Do this: Write the rows below as a numbered list, from the line containing "Target: peninsula" through the last line of the rows, both included. Leave out any blank lines.

━━━ Records provided ━━━

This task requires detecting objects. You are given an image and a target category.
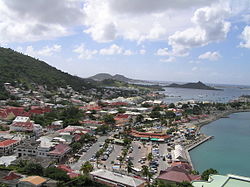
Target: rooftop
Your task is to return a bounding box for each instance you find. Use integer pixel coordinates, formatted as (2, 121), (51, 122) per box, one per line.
(90, 169), (145, 186)
(20, 176), (47, 185)
(192, 174), (250, 187)
(0, 140), (18, 147)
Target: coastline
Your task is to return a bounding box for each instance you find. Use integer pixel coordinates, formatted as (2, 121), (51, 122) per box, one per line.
(185, 109), (250, 170)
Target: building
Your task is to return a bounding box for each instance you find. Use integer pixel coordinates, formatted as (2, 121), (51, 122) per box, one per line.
(16, 141), (39, 157)
(48, 143), (71, 162)
(171, 145), (187, 162)
(0, 140), (20, 155)
(17, 176), (57, 187)
(0, 169), (23, 187)
(130, 130), (170, 142)
(192, 174), (250, 187)
(157, 166), (201, 184)
(10, 116), (42, 136)
(90, 169), (146, 187)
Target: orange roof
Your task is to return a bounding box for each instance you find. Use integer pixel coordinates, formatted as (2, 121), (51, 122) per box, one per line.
(0, 140), (17, 147)
(20, 176), (47, 185)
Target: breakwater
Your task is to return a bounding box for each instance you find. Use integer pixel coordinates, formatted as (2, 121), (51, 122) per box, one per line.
(186, 136), (213, 169)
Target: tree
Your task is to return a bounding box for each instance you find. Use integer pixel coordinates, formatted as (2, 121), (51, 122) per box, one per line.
(147, 153), (153, 161)
(193, 105), (202, 115)
(103, 114), (115, 125)
(177, 181), (193, 187)
(168, 103), (175, 108)
(44, 167), (70, 182)
(165, 111), (176, 119)
(23, 162), (43, 175)
(80, 161), (94, 175)
(71, 142), (82, 152)
(127, 160), (134, 173)
(201, 168), (218, 181)
(142, 165), (149, 180)
(135, 114), (144, 122)
(149, 111), (161, 118)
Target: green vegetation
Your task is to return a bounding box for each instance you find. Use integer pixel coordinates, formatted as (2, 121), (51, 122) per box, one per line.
(44, 167), (70, 182)
(201, 168), (218, 181)
(0, 47), (94, 92)
(80, 161), (94, 175)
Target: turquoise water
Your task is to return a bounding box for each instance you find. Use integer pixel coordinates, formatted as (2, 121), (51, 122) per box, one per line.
(190, 112), (250, 177)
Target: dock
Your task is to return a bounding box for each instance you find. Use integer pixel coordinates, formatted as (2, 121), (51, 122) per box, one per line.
(186, 136), (213, 170)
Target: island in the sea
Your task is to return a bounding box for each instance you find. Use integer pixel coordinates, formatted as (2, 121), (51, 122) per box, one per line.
(166, 81), (220, 90)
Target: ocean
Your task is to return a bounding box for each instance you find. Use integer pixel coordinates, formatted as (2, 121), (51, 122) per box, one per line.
(163, 86), (250, 103)
(190, 112), (250, 177)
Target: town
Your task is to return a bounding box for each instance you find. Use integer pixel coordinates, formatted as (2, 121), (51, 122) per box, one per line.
(0, 83), (250, 187)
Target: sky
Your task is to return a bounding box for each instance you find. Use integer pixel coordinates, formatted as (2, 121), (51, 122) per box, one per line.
(0, 0), (250, 85)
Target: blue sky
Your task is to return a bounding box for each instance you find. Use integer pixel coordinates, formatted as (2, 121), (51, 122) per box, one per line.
(0, 0), (250, 85)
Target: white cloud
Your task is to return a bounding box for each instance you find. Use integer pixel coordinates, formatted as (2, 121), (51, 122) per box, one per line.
(84, 0), (217, 42)
(73, 44), (98, 60)
(168, 6), (231, 56)
(155, 48), (169, 56)
(139, 49), (146, 55)
(240, 25), (250, 48)
(108, 0), (213, 15)
(192, 66), (198, 71)
(0, 0), (85, 43)
(99, 44), (123, 55)
(198, 51), (221, 61)
(17, 44), (61, 57)
(123, 49), (134, 56)
(160, 56), (176, 62)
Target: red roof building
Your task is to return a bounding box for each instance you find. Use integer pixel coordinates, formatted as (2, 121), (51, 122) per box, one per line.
(130, 130), (170, 140)
(2, 171), (22, 180)
(57, 164), (80, 178)
(48, 143), (71, 161)
(0, 140), (19, 155)
(157, 166), (201, 183)
(10, 122), (34, 132)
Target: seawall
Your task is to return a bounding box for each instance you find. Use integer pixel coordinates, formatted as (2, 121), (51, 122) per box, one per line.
(186, 136), (213, 170)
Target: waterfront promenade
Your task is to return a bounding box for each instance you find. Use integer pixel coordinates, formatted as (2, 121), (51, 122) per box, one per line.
(185, 136), (213, 170)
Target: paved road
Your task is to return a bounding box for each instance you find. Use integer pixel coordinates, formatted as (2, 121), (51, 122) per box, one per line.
(130, 141), (149, 168)
(103, 145), (123, 170)
(158, 143), (169, 171)
(71, 136), (108, 170)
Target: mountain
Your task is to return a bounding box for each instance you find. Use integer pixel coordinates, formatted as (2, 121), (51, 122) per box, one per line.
(166, 81), (219, 90)
(89, 73), (139, 82)
(0, 47), (95, 97)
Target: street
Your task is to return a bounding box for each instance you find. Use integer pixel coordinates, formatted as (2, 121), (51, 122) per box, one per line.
(71, 136), (108, 170)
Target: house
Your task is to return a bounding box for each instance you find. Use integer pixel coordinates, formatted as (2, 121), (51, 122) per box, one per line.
(192, 174), (250, 187)
(48, 143), (71, 162)
(10, 116), (42, 136)
(57, 164), (80, 178)
(130, 130), (170, 141)
(157, 166), (201, 184)
(171, 145), (187, 162)
(0, 169), (23, 187)
(90, 169), (146, 187)
(17, 176), (57, 187)
(16, 140), (39, 157)
(0, 140), (20, 155)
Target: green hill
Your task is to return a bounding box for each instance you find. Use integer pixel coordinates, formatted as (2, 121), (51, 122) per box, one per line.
(0, 47), (95, 96)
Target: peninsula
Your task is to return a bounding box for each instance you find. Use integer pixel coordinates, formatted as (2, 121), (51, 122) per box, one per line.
(166, 81), (220, 90)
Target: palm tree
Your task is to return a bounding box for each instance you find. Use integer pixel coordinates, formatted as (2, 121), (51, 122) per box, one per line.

━━━

Answer for this exercise:
1. Target: peninsula
2. Your task is to return a bounding box for each instance you find. Use integer pixel coordinates, formatted as (2, 121), (51, 122) per box, one per line.
3. (166, 81), (220, 90)
4. Target: palm tree
5. Your task is to return a bounding box for each instance you find. Use integer pixel coordinates, formatted as (2, 121), (51, 122) per box, one per line.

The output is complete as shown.